## What the task asks
Using the llvm-objcopy thread, explain in one to three sentences why the reply advises always using uint64_t rather than ELFT::uint.

## Excerpted passage
** BEGIN **

[llvm-dev] llvm-objcopy proposal

Wed Jun 7 11:00:03 PDT 2017

Yes, templating with ELFT works pretty well in LLD. It might be worth
summarizing the best practices of the use of ELFT  we've found in the LLD
development. So here it is.

 - If a function or a data strucutre handle/correspond to on-disk ELF
files, template them with ELFT.
 - Integral types such as Elf{32,64}_{XWord,Word,Addr,Offset} are not
useful and better to avoid. We are using uint{8,16,32,64}_t instead. It
seems it improves readability. (I honestly don't memorize the real types of
these ELFT types.)
 - ELFT::uint, whose size is 32/64 depending on ELF32/64, isn't useful.
Always uint64_t to represent a value that can be 32 or 64. The waste of
doing this is negligible, but it could drastically simplify types because
if your function uses only ELFT::uint, you can de-template that function by
using uint64_t.

On Tue, Jun 6, 2017 at 10:32 PM, Sean Silva via llvm-dev <
llvm-dev at lists.llvm.org> wrote:

>
>
> On Tue, Jun 6, 2017 at 4:03 PM, Jake Ehrlich <jakehehrlich at google.com>
> wrote:
>
>> Fantastic! Thanks for all of the input! I'll be considering all of it
>> going forward. The plan right now is just to worry about ELF executables
>> and nothing else. I'm very sympathetic to the "llvm-objtool" change. If
>> everyone is cool with it I'll change the name in the next CL to
>> "llvm-objtool".
>>
>> To start out I implemented a very basic ELF64LE specific bit of code. I'm
>> currently looking for reviewers on it. The phabricator link is here:
>> https://reviews.llvm.org/D33964. I'd like to find people willing to
>> review this as I work on this going forward as well. I haven't bothered
>> worrying about it but I imagine that this will template fairly easily to
>> support ELF32LE, ELF32BE, and ELF64BE.
>>
>
> Yep. If you haven't found it, take a look at our "ELFT" infrastructure
> which should allow easily templating this. A really simple example is the
> ELF part of yaml2obj (tools/yaml2obj/yaml2elf.cpp). LLD is another example
> that uses ELFT to work across all 4 combinations.

** END **

## Stored data
** BEGIN **

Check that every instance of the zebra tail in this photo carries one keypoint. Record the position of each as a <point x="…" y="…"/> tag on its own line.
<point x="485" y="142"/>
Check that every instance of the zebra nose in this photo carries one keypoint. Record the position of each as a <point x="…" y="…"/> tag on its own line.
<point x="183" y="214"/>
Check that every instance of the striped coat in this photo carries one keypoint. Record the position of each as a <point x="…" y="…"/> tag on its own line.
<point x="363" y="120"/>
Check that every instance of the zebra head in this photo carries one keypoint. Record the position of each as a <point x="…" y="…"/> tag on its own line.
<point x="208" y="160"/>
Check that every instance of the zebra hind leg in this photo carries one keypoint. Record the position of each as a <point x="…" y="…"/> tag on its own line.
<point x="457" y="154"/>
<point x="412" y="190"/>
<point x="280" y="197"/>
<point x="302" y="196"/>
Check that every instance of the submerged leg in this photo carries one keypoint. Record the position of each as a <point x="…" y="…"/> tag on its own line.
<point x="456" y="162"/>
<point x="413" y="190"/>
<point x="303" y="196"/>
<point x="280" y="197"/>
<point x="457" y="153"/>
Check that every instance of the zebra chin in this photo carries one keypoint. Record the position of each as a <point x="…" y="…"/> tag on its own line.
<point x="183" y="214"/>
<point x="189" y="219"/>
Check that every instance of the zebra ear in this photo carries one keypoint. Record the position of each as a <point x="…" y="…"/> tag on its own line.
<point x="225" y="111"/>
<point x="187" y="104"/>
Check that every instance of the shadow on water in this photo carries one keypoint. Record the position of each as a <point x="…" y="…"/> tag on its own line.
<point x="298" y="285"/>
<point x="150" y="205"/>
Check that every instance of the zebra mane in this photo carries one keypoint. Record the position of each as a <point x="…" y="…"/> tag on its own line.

** END **

## Full solution
The waste from always using uint64_t is negligible, and it can greatly simplify types. If a function uses only ELFT::uint, switching to uint64_t lets you de-template that function.